Goal:
Output the material beneath exactly, leaving nothing out.

--- start Information given ---

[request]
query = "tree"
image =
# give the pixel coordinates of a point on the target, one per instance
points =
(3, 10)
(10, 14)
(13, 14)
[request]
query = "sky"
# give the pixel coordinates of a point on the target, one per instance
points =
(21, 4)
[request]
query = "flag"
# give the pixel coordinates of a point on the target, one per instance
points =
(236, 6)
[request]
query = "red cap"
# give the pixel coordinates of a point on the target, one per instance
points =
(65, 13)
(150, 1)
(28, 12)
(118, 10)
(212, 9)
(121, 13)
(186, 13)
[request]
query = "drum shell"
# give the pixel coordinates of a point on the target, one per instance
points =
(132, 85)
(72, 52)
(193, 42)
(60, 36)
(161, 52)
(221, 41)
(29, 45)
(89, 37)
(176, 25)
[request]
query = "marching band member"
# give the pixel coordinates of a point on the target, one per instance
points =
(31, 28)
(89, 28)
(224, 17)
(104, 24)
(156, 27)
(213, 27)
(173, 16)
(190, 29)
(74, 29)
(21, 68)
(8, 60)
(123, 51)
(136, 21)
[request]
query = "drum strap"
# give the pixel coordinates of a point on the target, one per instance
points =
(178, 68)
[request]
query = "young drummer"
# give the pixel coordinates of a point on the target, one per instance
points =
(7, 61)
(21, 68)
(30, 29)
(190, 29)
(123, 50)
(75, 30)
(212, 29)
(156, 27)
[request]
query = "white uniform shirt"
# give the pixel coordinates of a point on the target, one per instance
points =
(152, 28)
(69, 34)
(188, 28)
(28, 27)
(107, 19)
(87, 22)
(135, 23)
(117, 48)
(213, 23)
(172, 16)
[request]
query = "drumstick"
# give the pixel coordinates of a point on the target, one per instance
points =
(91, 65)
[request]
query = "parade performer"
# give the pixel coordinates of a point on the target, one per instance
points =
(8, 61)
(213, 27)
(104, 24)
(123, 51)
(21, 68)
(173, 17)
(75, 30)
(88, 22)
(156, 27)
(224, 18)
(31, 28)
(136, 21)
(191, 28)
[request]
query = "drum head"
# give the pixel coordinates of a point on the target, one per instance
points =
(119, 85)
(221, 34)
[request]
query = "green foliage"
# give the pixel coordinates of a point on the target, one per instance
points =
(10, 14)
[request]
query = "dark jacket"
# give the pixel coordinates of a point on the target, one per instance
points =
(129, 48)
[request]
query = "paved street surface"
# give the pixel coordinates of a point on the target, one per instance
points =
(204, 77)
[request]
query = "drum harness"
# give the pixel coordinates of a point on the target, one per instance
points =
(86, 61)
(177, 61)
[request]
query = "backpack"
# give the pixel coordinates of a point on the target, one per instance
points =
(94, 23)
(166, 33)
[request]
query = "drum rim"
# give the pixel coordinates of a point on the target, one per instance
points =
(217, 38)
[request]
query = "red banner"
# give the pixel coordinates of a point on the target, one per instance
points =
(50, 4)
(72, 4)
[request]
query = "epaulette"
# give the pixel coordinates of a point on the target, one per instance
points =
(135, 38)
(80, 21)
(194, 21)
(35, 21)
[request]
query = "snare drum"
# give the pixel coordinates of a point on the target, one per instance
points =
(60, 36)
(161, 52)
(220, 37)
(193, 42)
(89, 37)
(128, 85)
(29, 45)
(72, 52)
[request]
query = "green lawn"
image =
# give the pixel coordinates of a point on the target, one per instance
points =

--- end Information given ---

Exercise response:
[request]
query = "tree"
image =
# give the pixel coordinates of a point on the target, one per instance
points =
(3, 10)
(10, 14)
(13, 14)
[request]
query = "sky"
# give the pixel coordinates of a point on the target, one per instance
points =
(21, 4)
[request]
query = "flag"
# give the pixel coordinates of a point on the target, one per instance
points =
(236, 6)
[request]
query = "red cap"
# give the pixel coordinates of a point on the target, one per instance
points =
(65, 13)
(150, 1)
(28, 12)
(118, 10)
(212, 9)
(121, 13)
(186, 13)
[request]
query = "drum shell"
# give the pixel coordinates of a point on the target, one per instance
points =
(132, 85)
(72, 52)
(193, 42)
(60, 36)
(161, 52)
(221, 41)
(29, 45)
(89, 37)
(176, 25)
[request]
query = "marching band member"
# give the pixel coordinates of a point on the target, one per instance
points =
(31, 28)
(89, 28)
(224, 17)
(104, 24)
(156, 27)
(213, 27)
(173, 16)
(190, 29)
(74, 29)
(21, 68)
(8, 60)
(123, 51)
(136, 21)
[request]
query = "drum strap"
# give the pixel coordinates of a point on the target, one per instance
points =
(178, 68)
[request]
query = "young drummer"
# give the pixel coordinates of a point on the target, one per instance
points =
(7, 61)
(21, 68)
(30, 29)
(190, 29)
(123, 50)
(75, 30)
(212, 29)
(156, 27)
[request]
query = "white uniform shirt"
# give the pixel coordinates of a point on the target, one per instance
points =
(152, 28)
(69, 34)
(188, 28)
(28, 27)
(107, 19)
(87, 22)
(135, 23)
(117, 48)
(213, 23)
(172, 16)
[request]
query = "drumstick"
# give the pixel coordinates of a point on the target, one per instance
points =
(91, 65)
[request]
query = "parade performer"
# give the pixel coordinates of a point on the target, one per instance
points =
(8, 61)
(213, 27)
(104, 24)
(123, 51)
(21, 68)
(173, 17)
(75, 30)
(88, 22)
(156, 27)
(224, 18)
(31, 28)
(136, 21)
(191, 28)
[request]
query = "drum head"
# give the pixel coordinates of a point on the target, one per instance
points =
(119, 85)
(221, 34)
[request]
query = "green foliage"
# give the pixel coordinates of a point on the target, one per instance
points =
(10, 14)
[request]
query = "dark jacket"
# give the pixel coordinates of a point on the target, one per instance
points =
(129, 48)
[request]
query = "paved street surface"
# give the pixel coordinates of a point on the target, one per instance
points =
(204, 77)
[request]
query = "drum harness"
# give the pixel coordinates of a point on the target, one per instance
points =
(86, 61)
(177, 61)
[request]
query = "backpack"
# give the pixel coordinates of a point on the target, one per instance
points =
(94, 23)
(166, 33)
[request]
query = "drum rim"
# give the pixel coordinates of a point on the target, one per instance
points =
(217, 38)
[request]
query = "red banner"
# give the pixel coordinates of a point on the target, one per instance
points =
(50, 4)
(72, 4)
[request]
query = "epaulette"
# give the pixel coordinates of a point on the target, one per instance
points =
(135, 38)
(80, 21)
(194, 21)
(35, 21)
[request]
query = "snare drum"
# give the pixel coordinates of a point on the target, one per instance
points =
(60, 36)
(161, 52)
(220, 37)
(193, 42)
(89, 37)
(128, 85)
(29, 45)
(72, 52)
[request]
query = "green lawn"
image =
# give the pixel coordinates of a point on the target, one per instance
points =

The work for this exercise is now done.